Rows of box annotation data:
%%
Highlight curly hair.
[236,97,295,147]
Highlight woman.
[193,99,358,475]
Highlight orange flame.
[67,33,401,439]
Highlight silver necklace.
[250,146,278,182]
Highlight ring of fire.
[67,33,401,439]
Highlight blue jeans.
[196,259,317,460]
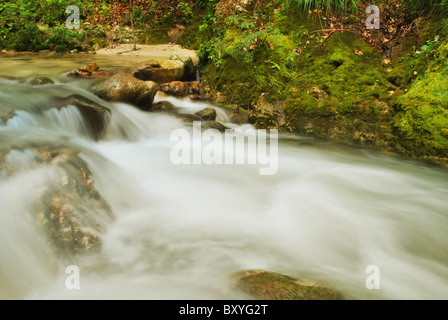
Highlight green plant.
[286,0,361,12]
%%
▶ Instructions for the task: Write out all the rows above again, requests included, and shift every box by adding 146 to each coordinate in the answers. Leave the pictures out.

▶ Written answer:
Highlight curly hair.
[382,243,441,293]
Highlight woman.
[339,245,504,621]
Highlight orange flame.
[213,179,547,585]
Highlight silver necklace.
[396,292,424,328]
Highlight ring of fire.
[213,179,547,585]
Highlight blue jeans.
[342,405,463,606]
Highlight green plant.
[432,146,507,158]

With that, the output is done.